Document segment section start

Inside NHPHA: A Monthly Column Written by NHPHA Leadership: In Defense of Public Health: NHPHA’s Policy Priorities

by Joan Ascheim, NHPHA President

This month the country reached a grim milestone: 200,000 deaths from COVID-19, a number that most scientists and public health professionals agree could have been much less with widespread use of masks, social distancing, and other measures. To put this number into perspective, it would be like losing the entire population of Manchester and Nashua. It is a challenge to wrap your head around—200,000 individuals, 200,000 life stories, 200,000 families affected by the loss. At the same time, dozens of public health officials around the country have resigned or been fired due to the stress and controversies over scientifically based recommended measures that protect the public such as masks and closures and public and political pressure for individual freedoms. Fortunately, we have not seen this in New Hampshire, and we must continue to support our dedicated public health workers.

As noted by the American Public Health Association, “public health workers – physicians, nurses, public health officials, epidemiologists, and many others – are working tirelessly to protect communities and save lives, often navigating difficult political and public expectations to make recommendations that must balance rapidly changing science and wide-ranging health and economic impacts.”

NHPHA thanks our state and local public health workers for their ongoing dedication and arduous work during the pandemic and those who continue to work on prevention initiatives to strive for a healthier population.

While the need for public health and the public’s awareness of it, at least its role in response to a pandemic is likely higher than ever, the Trust for America’s Health recently released a report noting the chronic underfunding of vital public health programs. The report states: “We have not given health departments the funds to modernize and create a prevention focus across sector, diseases and health conditions… The COVID crisis demonstrates this in the starkest of terms.”

Document segment section end

Exercise 1>
Answer these questions about the NHPHA column:
(a) What number of COVID-19 deaths did the country reach this month?
(b) Which two cities' combined population is used to put that number into perspective?
(c) What did the Trust for America's Health report note about public health programs?
Exercise 2>
Reproduce word for word the passage of the NHPHA column starting with "This month the" and going on through "public health workers.".
Exercise 3>
Write the next part of the NHPHA column on public health, picking up after its last sentence.

Data shown section start

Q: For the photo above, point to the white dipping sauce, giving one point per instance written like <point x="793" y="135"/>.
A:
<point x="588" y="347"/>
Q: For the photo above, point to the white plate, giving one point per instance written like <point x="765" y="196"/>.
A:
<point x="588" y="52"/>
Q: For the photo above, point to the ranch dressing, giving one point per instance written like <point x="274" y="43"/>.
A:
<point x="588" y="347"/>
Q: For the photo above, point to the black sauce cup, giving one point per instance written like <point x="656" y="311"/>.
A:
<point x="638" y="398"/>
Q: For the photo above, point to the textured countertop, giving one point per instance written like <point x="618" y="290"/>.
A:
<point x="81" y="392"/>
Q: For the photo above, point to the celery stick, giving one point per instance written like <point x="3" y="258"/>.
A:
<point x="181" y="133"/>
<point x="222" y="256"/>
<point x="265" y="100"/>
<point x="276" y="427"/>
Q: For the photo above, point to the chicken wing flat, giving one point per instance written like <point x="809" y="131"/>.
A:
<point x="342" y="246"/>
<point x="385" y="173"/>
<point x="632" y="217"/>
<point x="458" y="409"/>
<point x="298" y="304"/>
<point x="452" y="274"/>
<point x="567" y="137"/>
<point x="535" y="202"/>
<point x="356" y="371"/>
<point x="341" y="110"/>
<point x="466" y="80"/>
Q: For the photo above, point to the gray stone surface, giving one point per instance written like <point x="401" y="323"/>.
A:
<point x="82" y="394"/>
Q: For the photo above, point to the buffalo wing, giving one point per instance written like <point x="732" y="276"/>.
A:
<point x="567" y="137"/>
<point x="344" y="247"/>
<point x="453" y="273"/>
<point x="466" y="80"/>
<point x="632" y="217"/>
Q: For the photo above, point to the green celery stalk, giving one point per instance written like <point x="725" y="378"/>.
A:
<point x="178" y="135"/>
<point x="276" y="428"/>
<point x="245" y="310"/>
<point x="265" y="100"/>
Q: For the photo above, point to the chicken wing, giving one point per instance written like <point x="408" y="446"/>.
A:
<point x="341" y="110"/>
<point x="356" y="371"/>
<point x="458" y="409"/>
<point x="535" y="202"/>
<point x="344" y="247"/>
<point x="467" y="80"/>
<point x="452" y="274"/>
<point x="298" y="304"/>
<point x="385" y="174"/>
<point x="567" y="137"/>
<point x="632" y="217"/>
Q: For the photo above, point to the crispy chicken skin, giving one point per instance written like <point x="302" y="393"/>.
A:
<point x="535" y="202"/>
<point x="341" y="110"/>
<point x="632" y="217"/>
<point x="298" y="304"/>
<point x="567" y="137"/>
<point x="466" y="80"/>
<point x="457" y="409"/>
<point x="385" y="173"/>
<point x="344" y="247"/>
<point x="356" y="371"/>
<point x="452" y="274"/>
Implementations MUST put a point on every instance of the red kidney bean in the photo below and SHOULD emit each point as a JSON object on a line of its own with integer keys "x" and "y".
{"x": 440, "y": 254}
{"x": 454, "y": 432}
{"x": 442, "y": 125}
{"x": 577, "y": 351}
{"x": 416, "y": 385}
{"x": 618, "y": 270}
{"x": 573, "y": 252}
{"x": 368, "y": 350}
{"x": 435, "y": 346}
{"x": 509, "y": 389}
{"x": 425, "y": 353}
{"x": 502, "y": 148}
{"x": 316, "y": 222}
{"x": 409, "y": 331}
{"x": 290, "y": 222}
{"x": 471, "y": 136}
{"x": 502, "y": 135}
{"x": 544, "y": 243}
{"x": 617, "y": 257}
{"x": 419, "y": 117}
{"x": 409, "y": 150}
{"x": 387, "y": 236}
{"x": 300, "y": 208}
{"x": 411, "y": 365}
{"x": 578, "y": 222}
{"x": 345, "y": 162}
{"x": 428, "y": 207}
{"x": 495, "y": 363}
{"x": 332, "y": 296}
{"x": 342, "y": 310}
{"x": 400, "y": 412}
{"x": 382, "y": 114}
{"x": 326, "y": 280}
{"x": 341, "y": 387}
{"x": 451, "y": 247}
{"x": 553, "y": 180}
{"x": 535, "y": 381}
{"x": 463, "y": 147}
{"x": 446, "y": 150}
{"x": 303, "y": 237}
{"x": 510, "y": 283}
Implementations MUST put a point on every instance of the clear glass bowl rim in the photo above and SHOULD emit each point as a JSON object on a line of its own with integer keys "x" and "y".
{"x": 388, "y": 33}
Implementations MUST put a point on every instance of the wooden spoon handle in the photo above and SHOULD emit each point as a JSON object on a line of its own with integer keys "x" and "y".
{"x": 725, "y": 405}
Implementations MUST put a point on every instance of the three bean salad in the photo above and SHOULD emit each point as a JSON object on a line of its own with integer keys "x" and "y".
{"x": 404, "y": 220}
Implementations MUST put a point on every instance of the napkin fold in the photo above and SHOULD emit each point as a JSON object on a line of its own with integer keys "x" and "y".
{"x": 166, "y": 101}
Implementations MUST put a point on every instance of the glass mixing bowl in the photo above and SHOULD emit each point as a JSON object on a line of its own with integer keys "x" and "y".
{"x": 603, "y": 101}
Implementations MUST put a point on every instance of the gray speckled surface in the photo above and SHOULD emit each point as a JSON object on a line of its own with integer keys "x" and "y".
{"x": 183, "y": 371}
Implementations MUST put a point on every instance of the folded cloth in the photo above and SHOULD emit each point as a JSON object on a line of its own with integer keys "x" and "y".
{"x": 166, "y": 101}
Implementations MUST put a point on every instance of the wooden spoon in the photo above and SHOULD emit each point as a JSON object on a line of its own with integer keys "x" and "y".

Data shown section end

Reply 1>
(a) 200,000
(b) Manchester and Nashua
(c) Their chronic underfunding

Reply 2>
This month the country reached a grim milestone: 200,000 deaths from COVID-19, a number that most scientists and public health professionals agree could have been much less with widespread use of masks, social distancing, and other measures. To put this number into perspective, it would be like losing the entire population of Manchester and Nashua. It is a challenge to wrap your head around—200,000 individuals, 200,000 life stories, 200,000 families affected by the loss. At the same time, dozens of public health officials around the country have resigned or been fired due to the stress and controversies over scientifically based recommended measures that protect the public such as masks and closures and public and political pressure for individual freedoms. Fortunately, we have not seen this in New Hampshire, and we must continue to support our dedicated public health workers.

Reply 3>
NHPHA continues to co-convene the COVID-19 Equity Task Force with its partners from the Department of Health and Human Services, Office of Health Equity, and Division of Public Health Services to address some of the immediate equity effects of the pandemic (see this month's update here). In addition, with feedback from our partners, we have developed a policy agenda for the next several years to address health inequities in the state and to support our public health infrastructure. Those priorities include:

Support Public Health Preventive Efforts and Health Access Particularly for Underserved Populations

  • Support community health workers infrastructure funding
  • Advocate for funding and infrastructure for equitable distributions of vaccines

Provide Support for a Strong Local and State Public Health Infrastructure

  • Advocate for funding to support foundational public health services at the state and local level
  • Advocate for support to implement the State Health Improvement Plan and assuring it addresses the need of marginalized and vulnerable populations

Support Policies that Enable Families to Earn a Living Wage and Care for Their Families

  • Support efforts to assure a living/minimum wage
  • Support efforts for job training for skill-based careers particularly for marginalized populations
  • Support a step-down approach to public benefits reductions

Support Policies and Programs that Increase Access to Healthy, Affordable Foods 

  • Advocate to expand use of the WIC program (farmer's market, online purchasing)
  • Support expansion of SNAP, Granite State Market Match and Farm to School initiatives

We hope that you, our members, will join us in support of key policy changes and our public health workers, system, and the people whom they serve.